Instructions to follow> Please show, copied in full, every line below that contains the string "number".

Provided data>
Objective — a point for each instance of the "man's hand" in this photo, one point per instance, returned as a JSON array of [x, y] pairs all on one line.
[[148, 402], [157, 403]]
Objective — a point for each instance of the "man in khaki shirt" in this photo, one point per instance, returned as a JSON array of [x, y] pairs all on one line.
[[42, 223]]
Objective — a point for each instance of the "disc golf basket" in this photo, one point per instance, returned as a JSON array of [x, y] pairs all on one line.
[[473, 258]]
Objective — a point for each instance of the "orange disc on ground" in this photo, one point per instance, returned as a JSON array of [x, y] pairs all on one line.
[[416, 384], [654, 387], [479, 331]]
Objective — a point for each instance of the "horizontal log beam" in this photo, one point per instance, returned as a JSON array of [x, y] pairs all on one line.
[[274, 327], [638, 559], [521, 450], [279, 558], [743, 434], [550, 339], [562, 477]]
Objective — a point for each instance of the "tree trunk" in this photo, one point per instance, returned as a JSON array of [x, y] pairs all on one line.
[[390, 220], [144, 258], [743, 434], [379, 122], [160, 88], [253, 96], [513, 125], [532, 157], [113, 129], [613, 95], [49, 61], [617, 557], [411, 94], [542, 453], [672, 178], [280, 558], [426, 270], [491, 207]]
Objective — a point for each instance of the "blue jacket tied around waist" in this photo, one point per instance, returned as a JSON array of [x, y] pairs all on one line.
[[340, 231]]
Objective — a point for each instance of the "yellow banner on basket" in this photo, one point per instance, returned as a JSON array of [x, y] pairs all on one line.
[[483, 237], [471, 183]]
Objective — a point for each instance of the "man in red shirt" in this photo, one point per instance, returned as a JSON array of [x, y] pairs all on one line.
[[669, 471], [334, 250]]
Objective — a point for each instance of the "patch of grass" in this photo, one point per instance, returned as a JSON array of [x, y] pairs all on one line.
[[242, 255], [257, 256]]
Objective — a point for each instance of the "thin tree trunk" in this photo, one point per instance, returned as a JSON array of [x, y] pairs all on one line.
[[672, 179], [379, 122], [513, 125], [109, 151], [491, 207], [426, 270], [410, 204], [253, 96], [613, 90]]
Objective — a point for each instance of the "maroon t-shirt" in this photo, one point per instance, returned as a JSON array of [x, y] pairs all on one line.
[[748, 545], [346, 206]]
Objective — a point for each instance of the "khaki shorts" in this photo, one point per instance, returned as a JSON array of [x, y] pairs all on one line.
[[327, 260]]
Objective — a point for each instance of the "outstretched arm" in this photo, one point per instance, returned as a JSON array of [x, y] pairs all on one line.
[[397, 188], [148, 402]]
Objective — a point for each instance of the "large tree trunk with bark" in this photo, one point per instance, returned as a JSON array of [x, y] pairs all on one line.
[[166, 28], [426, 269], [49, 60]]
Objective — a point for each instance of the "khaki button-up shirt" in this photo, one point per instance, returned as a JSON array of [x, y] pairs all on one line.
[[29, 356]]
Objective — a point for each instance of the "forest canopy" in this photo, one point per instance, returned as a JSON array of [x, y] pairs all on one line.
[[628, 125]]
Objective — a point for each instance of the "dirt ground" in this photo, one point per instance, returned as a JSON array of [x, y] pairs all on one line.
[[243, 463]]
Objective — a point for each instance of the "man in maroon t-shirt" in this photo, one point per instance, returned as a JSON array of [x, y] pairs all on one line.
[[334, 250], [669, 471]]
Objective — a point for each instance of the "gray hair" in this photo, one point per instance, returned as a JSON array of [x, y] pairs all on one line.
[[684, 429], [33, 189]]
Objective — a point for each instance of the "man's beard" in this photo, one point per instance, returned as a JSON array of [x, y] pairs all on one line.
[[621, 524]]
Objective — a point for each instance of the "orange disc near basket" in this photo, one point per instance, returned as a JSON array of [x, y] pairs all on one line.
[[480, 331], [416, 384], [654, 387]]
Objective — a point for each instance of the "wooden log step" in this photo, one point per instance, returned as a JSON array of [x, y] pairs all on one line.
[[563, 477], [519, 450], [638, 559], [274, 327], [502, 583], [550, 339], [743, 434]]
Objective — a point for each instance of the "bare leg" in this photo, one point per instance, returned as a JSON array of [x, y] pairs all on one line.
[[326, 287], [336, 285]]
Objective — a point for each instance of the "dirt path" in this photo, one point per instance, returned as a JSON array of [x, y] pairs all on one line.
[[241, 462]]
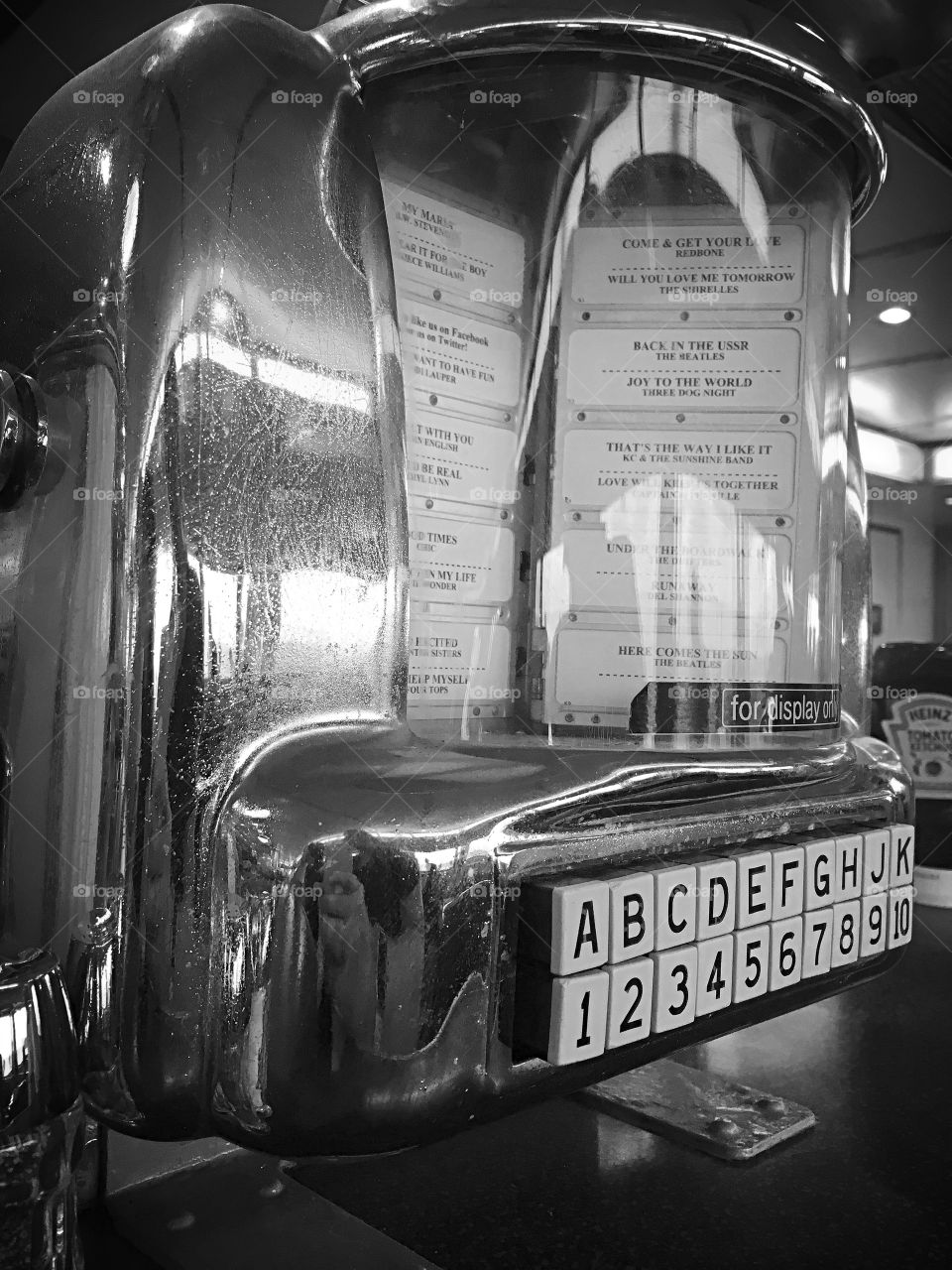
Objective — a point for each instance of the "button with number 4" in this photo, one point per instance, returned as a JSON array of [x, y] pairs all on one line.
[[715, 974], [675, 987], [630, 1000]]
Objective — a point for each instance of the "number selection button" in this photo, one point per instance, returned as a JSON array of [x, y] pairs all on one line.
[[900, 916], [675, 987], [875, 921], [630, 1000], [752, 962], [817, 943], [785, 952], [715, 974], [846, 933], [579, 1015]]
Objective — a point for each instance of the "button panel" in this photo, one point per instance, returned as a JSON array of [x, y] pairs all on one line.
[[606, 961]]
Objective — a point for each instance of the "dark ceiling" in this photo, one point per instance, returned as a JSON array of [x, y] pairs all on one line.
[[901, 377]]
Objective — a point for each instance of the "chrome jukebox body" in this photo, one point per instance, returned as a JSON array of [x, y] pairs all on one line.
[[442, 507]]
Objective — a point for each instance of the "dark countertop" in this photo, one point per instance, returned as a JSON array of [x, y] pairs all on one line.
[[560, 1187], [563, 1188]]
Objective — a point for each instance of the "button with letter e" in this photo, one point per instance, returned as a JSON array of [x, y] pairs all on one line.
[[754, 888]]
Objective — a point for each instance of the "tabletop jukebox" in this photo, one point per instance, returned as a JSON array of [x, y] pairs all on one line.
[[434, 620]]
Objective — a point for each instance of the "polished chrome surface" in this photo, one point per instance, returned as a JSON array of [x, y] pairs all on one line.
[[41, 1118], [806, 75], [699, 1109], [286, 919]]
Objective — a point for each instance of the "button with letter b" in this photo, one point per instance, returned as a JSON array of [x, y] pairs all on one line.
[[633, 916], [900, 916], [901, 857]]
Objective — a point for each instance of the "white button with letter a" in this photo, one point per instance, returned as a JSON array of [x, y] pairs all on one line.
[[579, 928]]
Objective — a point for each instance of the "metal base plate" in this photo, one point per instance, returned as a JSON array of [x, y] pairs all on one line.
[[697, 1109]]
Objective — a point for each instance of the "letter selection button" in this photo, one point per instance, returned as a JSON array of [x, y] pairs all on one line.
[[717, 897], [820, 864], [675, 906], [878, 848], [754, 888]]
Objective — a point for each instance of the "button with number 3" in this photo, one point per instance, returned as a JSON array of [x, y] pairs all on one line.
[[675, 987]]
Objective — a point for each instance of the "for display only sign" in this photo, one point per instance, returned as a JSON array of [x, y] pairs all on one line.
[[779, 706]]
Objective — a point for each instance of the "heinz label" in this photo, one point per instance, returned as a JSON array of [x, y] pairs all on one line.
[[919, 728]]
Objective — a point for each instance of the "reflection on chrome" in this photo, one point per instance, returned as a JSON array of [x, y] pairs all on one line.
[[333, 749]]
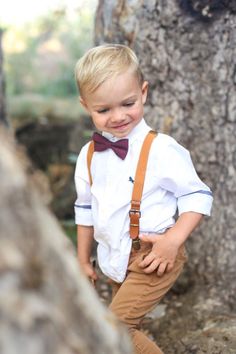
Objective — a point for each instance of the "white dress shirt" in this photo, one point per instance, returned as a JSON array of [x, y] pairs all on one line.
[[171, 183]]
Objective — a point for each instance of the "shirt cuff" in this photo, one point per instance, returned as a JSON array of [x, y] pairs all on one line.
[[199, 202], [83, 215]]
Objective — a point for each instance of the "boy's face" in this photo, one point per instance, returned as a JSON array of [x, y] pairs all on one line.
[[116, 106]]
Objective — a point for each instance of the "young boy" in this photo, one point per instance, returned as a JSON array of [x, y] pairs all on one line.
[[113, 91]]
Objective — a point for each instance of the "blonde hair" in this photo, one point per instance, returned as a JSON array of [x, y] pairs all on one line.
[[103, 62]]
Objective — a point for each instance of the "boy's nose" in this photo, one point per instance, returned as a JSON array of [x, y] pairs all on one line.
[[117, 116]]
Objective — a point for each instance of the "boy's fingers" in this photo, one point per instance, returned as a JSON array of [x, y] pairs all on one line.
[[147, 260], [147, 238], [161, 269], [152, 267]]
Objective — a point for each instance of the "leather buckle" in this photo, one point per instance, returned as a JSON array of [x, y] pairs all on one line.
[[136, 244], [135, 211]]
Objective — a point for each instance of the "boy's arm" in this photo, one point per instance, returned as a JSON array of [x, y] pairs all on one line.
[[84, 250], [165, 246]]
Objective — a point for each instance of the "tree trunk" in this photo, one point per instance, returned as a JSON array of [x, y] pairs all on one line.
[[46, 304], [187, 50], [3, 118]]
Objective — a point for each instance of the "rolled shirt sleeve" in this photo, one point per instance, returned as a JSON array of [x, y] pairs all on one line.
[[178, 176], [82, 206]]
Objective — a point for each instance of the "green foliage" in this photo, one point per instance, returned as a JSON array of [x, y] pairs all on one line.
[[42, 58]]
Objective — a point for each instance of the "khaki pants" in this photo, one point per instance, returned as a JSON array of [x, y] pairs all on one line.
[[140, 293]]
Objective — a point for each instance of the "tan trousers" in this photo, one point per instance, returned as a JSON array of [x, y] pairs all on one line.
[[139, 294]]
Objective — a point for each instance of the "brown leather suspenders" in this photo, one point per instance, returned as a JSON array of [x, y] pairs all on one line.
[[134, 212]]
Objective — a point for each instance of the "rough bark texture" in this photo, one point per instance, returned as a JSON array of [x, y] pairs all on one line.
[[3, 118], [46, 305], [187, 50]]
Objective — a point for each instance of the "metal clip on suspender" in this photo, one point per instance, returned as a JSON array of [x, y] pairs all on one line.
[[134, 212]]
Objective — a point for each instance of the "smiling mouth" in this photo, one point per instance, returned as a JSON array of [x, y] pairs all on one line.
[[123, 125]]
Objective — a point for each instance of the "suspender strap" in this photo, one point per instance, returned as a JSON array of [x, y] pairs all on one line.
[[89, 160], [134, 212], [140, 173]]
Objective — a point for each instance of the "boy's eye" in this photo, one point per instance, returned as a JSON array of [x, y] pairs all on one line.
[[102, 110]]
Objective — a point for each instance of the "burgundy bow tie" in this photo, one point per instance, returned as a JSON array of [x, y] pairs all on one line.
[[120, 147]]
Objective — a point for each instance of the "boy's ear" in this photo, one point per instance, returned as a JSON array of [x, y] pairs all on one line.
[[144, 91]]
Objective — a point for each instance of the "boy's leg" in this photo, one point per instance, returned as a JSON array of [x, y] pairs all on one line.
[[139, 294]]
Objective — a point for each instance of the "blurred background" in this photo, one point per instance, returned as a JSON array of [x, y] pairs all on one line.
[[41, 43]]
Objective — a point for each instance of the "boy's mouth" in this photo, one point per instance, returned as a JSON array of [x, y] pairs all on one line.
[[120, 126]]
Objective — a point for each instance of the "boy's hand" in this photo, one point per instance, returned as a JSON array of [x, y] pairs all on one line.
[[90, 272], [162, 256]]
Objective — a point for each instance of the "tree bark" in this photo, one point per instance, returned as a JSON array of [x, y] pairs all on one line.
[[187, 51], [46, 304], [3, 118]]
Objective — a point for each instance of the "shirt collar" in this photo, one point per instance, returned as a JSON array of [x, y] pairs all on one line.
[[140, 128]]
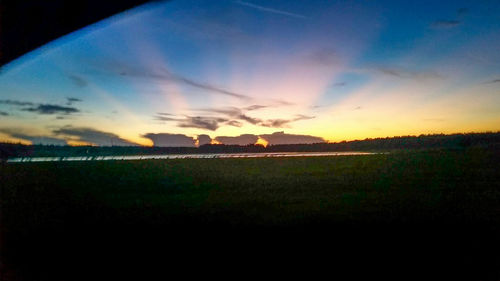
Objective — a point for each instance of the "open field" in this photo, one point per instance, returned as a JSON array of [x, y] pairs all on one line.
[[432, 214]]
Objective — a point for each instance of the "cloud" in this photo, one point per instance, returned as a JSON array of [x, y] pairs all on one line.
[[16, 102], [93, 136], [238, 115], [70, 100], [492, 81], [339, 84], [51, 109], [270, 10], [204, 139], [462, 11], [443, 24], [78, 80], [244, 139], [41, 139], [234, 123], [280, 123], [164, 75], [199, 122], [171, 140], [408, 74], [255, 107], [34, 139], [282, 138], [325, 57], [203, 86]]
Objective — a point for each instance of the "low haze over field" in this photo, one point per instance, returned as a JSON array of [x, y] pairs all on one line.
[[188, 73]]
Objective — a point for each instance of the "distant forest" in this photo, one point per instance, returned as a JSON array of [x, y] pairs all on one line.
[[436, 141]]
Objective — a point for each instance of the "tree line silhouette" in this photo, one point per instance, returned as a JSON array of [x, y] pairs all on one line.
[[434, 141]]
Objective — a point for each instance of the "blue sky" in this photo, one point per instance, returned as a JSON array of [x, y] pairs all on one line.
[[331, 69]]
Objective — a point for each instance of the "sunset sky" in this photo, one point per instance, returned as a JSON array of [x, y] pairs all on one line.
[[167, 72]]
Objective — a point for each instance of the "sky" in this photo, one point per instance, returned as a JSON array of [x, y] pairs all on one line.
[[186, 73]]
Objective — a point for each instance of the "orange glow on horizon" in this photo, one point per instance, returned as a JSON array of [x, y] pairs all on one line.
[[262, 142], [213, 141]]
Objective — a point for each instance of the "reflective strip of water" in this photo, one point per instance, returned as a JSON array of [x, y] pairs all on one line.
[[184, 156]]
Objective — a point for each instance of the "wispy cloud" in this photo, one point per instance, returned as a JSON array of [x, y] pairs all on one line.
[[445, 24], [16, 102], [282, 138], [70, 100], [407, 74], [165, 75], [33, 138], [494, 81], [90, 135], [270, 10], [283, 123], [78, 80], [207, 123], [236, 115], [51, 109], [244, 139]]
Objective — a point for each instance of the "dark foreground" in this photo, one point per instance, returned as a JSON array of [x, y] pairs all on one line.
[[431, 215]]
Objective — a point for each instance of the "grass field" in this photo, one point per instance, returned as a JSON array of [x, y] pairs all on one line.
[[422, 212]]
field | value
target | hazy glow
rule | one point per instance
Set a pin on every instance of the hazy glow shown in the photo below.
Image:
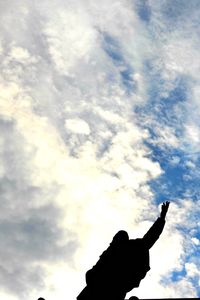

Result for this exercise>
Objective — a point for each instance of the "button with number 4" in this photo, one point per instance, returned as a JSON array of [x, y] pairs all on one line.
Objective — a point for each instance of the "number selection button" in this photo, one point per instance, returned as a JSON array of [x, y] pairs all on one line.
Objective — a point for each instance of the "button with number 3" in this photo, one point per instance, returned as a JSON array of [x, y] pairs all on one line.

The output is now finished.